Only … things don’t go exactly as planned. A misfit won’t take the hint and becomes Maggie’s friend anyway. And as wrecked as she is over the boyfriend she left behind, Maggie feels … something … for the last person she would have imagined. Who knew not being popular could be so hard?
James lives an invisible existence in a grand apartment on the Upper East Side. His mother, busy with her new husband and baby and her climb up the Manhattan social ladder, has little time for him. By contrast, Marvin, a beetle whose overprotective, extended family resides behind James’ mother’s kitchen, gets more attention than he wants. The two find friendship when James’ artist father gives him a pen-and-ink set, and Marvin discovers his talent for “drawing,” crafting delicate, museum-quality miniatures with his legs. When Marvin and James find themselves embroiled in a plot to steal a Dürer drawing from the Metropolitan Museum, they must find creative ways to communicate to foil the thieves and protect the masterpiece. Murphy’s own pen-and-ink spot art reflects the text’s sweet insouciance. With suspense, art history, complex family relationships (human and arthropod), and a resonant friendship, this enjoyable outing will satisfy the reserved and adventurous alike. Grades 3-6
ESPERANZA RISING by Pam Munoz Ryan (Scholastic, 2002)
Another example of my tardiness in reading a great novel. This book is full of tension, clear hopes and desires, and characters who are transformed by their situations. A truly great example of a novel with all the right elements.

^^^^^^^^

- _Problems to work on_
1 - According to the book reviews, what does Marvin use to make his tiny drawings?
2 - Rewrite the book reviews from "Only … things" up to and including "be so hard?", changing "popular" to "cool".

- _Provided information_
^^^^^^^^

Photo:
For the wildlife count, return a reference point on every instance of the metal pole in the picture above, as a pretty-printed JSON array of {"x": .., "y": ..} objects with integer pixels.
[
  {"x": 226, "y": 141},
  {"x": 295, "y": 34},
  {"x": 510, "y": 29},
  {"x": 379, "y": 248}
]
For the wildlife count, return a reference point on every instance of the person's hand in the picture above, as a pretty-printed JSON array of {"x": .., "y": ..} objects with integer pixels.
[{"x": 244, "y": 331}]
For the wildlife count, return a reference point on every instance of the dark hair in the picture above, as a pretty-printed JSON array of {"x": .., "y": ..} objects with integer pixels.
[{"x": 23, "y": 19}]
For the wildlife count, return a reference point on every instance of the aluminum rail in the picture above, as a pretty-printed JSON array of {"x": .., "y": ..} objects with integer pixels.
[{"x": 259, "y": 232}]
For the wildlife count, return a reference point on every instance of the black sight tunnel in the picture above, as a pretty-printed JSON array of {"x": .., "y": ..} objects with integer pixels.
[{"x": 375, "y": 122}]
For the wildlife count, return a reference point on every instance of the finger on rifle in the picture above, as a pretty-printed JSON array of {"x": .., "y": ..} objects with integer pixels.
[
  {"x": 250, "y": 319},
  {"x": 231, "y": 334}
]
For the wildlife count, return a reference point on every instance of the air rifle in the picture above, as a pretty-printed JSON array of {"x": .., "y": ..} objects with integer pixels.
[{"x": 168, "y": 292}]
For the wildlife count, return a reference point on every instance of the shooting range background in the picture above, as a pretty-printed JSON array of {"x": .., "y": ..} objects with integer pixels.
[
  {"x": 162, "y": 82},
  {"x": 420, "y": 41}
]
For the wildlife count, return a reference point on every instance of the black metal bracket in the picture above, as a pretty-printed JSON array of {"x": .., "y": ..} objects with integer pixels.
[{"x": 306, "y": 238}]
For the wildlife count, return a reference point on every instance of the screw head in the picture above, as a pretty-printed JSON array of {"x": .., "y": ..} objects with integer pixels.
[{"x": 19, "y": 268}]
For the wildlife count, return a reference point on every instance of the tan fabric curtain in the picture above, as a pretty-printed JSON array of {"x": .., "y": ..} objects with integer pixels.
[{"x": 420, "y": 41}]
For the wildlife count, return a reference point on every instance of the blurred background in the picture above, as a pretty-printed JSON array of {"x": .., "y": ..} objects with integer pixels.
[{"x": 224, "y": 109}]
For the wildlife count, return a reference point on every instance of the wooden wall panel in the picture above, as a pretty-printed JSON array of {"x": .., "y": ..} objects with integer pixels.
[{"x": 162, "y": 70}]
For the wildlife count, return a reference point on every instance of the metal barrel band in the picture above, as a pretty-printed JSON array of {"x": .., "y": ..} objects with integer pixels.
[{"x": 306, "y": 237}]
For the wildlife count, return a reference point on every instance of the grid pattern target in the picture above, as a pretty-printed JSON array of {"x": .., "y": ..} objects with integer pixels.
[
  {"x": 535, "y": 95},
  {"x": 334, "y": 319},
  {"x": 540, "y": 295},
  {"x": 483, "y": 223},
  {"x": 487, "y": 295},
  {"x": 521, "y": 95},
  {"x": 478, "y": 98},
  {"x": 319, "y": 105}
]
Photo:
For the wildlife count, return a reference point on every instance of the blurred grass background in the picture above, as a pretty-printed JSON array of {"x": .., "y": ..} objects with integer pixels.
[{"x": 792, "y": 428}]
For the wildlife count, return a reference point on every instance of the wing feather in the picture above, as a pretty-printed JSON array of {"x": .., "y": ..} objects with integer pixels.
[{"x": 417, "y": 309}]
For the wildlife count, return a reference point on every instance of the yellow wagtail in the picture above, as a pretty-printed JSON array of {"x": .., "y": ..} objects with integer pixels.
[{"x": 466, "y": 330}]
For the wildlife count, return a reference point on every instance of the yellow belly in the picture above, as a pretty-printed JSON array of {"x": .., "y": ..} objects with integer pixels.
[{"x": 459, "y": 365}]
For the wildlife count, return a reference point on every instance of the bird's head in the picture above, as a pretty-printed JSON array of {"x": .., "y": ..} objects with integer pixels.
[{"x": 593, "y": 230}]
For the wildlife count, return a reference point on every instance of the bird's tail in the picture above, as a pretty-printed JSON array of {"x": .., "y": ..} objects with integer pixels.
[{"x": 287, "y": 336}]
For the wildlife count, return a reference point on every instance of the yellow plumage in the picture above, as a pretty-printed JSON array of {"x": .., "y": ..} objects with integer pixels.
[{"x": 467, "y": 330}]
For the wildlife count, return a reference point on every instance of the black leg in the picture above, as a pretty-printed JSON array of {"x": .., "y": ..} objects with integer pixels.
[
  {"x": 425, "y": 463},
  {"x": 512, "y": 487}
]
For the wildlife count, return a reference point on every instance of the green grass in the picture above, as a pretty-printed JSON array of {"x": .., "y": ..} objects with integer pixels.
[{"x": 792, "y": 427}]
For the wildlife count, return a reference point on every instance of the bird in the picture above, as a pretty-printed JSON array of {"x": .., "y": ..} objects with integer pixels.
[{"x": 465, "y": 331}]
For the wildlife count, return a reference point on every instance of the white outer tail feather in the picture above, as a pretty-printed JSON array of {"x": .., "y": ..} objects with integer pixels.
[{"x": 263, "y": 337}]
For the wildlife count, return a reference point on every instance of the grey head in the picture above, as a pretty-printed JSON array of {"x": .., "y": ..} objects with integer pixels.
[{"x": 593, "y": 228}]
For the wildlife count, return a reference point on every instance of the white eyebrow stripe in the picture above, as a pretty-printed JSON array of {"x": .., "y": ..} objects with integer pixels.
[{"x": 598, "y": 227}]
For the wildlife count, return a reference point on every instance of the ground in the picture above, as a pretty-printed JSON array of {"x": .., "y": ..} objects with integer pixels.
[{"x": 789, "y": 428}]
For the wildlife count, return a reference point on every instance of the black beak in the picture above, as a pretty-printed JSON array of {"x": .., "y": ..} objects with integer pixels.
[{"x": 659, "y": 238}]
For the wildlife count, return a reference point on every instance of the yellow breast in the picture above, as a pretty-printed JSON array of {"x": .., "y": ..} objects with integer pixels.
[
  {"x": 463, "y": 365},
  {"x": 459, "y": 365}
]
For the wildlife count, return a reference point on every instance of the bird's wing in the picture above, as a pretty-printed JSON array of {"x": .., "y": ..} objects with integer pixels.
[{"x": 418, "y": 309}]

^^^^^^^^

- _Outputs by task_
1 - He uses his legs.

2 -
Only … things don’t go exactly as planned. A misfit won’t take the hint and becomes Maggie’s friend anyway. And as wrecked as she is over the boyfriend she left behind, Maggie feels … something … for the last person she would have imagined. Who knew not being cool could be so hard?